■ **EXERCISE TASK**: Reproduce all entries precisely, down to the last character.

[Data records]
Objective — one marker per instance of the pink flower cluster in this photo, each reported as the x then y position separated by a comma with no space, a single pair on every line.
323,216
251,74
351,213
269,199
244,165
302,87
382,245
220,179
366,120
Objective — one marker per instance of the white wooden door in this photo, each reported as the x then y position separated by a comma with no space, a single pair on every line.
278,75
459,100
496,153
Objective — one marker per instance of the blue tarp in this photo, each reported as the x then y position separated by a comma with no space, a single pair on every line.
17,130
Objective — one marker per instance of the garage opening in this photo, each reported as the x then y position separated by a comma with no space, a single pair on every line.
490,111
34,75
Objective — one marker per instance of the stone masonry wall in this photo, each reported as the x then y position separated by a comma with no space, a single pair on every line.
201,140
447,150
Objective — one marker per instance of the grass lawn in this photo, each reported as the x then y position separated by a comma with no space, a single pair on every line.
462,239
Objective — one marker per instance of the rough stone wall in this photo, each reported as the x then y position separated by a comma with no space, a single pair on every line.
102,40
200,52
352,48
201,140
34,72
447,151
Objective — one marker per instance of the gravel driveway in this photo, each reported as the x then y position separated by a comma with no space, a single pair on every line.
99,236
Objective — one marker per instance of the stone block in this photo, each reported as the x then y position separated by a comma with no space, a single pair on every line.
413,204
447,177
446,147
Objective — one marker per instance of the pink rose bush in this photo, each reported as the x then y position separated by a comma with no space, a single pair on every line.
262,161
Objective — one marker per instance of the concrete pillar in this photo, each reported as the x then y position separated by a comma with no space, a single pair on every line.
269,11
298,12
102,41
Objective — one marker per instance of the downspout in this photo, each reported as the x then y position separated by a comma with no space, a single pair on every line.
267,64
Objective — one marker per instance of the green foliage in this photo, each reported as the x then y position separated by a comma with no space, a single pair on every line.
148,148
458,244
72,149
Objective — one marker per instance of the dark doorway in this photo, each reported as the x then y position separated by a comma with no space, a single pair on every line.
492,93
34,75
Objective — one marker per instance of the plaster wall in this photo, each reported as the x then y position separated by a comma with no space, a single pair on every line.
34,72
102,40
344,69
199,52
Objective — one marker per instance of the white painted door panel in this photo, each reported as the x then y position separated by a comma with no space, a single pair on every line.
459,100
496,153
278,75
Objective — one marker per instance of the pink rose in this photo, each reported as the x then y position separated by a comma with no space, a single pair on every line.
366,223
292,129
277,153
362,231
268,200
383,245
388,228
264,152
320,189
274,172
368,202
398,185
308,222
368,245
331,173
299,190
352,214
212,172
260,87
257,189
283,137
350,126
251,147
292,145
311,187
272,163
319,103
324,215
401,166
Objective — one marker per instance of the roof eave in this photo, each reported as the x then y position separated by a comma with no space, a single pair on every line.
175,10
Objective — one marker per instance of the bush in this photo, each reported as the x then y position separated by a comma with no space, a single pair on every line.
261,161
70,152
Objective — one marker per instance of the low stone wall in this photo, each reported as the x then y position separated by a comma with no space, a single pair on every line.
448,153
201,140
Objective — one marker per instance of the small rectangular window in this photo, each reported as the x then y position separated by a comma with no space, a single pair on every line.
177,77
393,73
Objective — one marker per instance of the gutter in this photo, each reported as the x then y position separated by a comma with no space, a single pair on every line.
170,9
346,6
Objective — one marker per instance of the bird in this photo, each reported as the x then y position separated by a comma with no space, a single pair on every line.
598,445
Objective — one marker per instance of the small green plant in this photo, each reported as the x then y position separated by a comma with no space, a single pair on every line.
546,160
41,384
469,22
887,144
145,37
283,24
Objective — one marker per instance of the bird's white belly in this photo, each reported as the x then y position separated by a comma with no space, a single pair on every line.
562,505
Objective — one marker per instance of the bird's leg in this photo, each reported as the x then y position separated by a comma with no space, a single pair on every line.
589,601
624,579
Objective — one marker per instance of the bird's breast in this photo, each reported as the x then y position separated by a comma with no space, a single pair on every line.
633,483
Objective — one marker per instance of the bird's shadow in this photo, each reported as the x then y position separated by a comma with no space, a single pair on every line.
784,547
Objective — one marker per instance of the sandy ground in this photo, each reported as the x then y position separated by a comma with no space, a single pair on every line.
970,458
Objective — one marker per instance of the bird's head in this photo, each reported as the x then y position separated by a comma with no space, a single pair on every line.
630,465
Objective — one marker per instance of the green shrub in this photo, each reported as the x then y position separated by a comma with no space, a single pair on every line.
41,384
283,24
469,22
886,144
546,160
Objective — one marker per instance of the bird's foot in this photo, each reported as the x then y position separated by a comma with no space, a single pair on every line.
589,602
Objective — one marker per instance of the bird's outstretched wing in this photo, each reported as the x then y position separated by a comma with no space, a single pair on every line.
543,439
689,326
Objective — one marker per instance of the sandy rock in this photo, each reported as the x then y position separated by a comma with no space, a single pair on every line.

■ **TASK RESULT**:
Objective — one marker per instance of the pink flower cluster in this photo, each reported as the x then y position separated by a comma with no space, a single pair on every line.
323,216
251,74
351,213
269,199
244,165
302,87
382,245
220,179
366,120
Objective — one marker per instance of the white wooden door in this photo, each reported as the x then y position separated by a comma with no space, a single pair on every line.
278,75
459,100
496,153
Objective — one marker per instance of the blue tarp in this photo, each reported as the x then y position separated by a comma with no space, a single pair on every line.
17,130
Objective — one marker per instance of the garage opening in this photo, each reported as the x then y position separated by a comma with no space, a single pair on every line.
490,111
34,75
Objective — one marker per instance of the stone masonry wall in this photo, each reported as the x then y position separated by a comma with no space, a single pair on every line.
201,140
447,150
Objective — one marker per instance of the grass lawn in this photo, each reported as the x then y position separated by a comma with no space, a single pair on every line.
462,239
Objective — one marker per instance of the rough stone wall in this photo, each reported as the x then y position separated by a comma with no space, a single pair on every line.
102,40
200,52
352,48
201,140
34,72
447,151
Objective — one marker per instance of the gravel driveway in this photo, each reported as the x then y position separated by a comma with no space, a single pair on every line.
99,236
Objective — one marker per instance of the stone block in this photo, each reported as the x then y position separated by a comma with no space, a single pair on every line.
413,204
447,177
446,147
Objective — one marker per instance of the pink rose bush in this photo, each reported as the x then y position separated by a comma with no space, a single pair on every line.
262,161
Objective — one marker per instance of the concrete pillar in this photo, each reported as the x then y position separated by a comma with no space, a single pair on every line.
269,11
298,12
102,41
Objective — one marker per instance of the downspout in this photo, each reported as the x then y position separated by a comma with no space, a single pair on every line.
267,64
Objective — one marker per instance of the green foliage in this photo, each reported as the x then y position separated by a comma with no space, a single pair on every line.
148,148
458,244
72,149
Objective — one marker per instance of the dark doorway in this photo, each reported as the x then y position separated by a comma with no space, a single pair on every line.
492,93
34,75
Objective — one marker per instance of the plaster wall in this photo, each reported as the x then y position separated by a comma with no space, a single pair on every line.
34,72
102,40
344,69
199,52
Objective — one marker per instance of the white painted door panel in this photo, each reported as the x then y position separated by a comma with no space, a single pair on every line.
459,100
496,153
278,75
Objective — one marker per instance of the pink rose in this photo, each reported as the x then y position separated by a comma with no space, a single pair on every line.
366,223
292,129
277,153
362,231
268,200
383,245
388,228
264,152
320,189
274,172
368,202
398,185
308,222
368,245
331,173
299,190
352,214
212,172
260,87
257,189
283,137
350,126
251,147
292,145
311,187
272,163
319,103
324,215
401,166
Objective — one marker per instance of the roof eave in this photo, each reported as the x then y position separated by a comma with no space, a single pair on every line.
175,10
Objective — one marker per instance of the bush in this photo, each reported as the x then y position separated by a comma with no space, a single pair on every line.
261,161
70,152
Objective — one marker per instance of the low stone wall in this photo, each reported as the x then y position separated by a comma with no space, a single pair on every line.
448,153
201,140
Objective — one marker per instance of the small rectangular window in this photo, each reported as the x then y position separated by a comma with no space, a single pair on every line.
177,77
393,73
Objective — one marker per instance of the gutter in this photo, each reported as the x then y position separated by a comma with no space, a single pair on every line.
170,9
346,6
Objective — one marker per instance of the bird in this photo, each reported as the x then y position separated by a comma with no space, a single pair on every line.
598,445
Objective — one marker per instance of the small green plant in this photo, each reported as the x then y position separated by a comma with no space, a single pair on every line.
546,160
41,384
469,22
887,144
145,37
283,24
Objective — one marker per instance of the bird's white belly in this photo, each reported as the x then y position separated by a comma with no space, a single pair on every line.
562,505
Objective — one marker per instance of the bird's leg in this photo, each reported as the x then y position separated by a comma with no space, a single pair on every line.
589,601
624,579
Objective — one marker per instance of the bird's breast in this photo, each reported as the x then y position separated by a comma with no space, a single pair on every line.
633,483
Objective — one marker per instance of the bird's shadow in this photo, each reported as the x then y position separated by a comma with no space, a single pair on every line.
784,547
Objective — one marker per instance of the sandy ground in this photo, each reported as the x then y position separated by a comma with no space, a single pair on every line.
970,458
Objective — one marker per instance of the bird's head in this photo, each reported as the x then y position separated by a comma with no space, a single pair on every line.
630,465
Objective — one marker per instance of the green shrub in this photo, each reported as the x then y position separated by a comma with no space, a single pair on every line.
41,384
283,24
469,22
886,144
546,160
Objective — one marker per instance of the bird's foot in this photo, each reported as the x then y position separated by a comma with no space, a single pair on every line.
589,602
Objective — one marker per instance of the bird's outstretched wing in this photo, each reported as the x then y position separated by a comma with no space, a single pair on every line.
543,439
689,326
Objective — one marker per instance of the sandy rock in this photo, each reported as the x then y position separated by a comma with no space, a single pair on every line.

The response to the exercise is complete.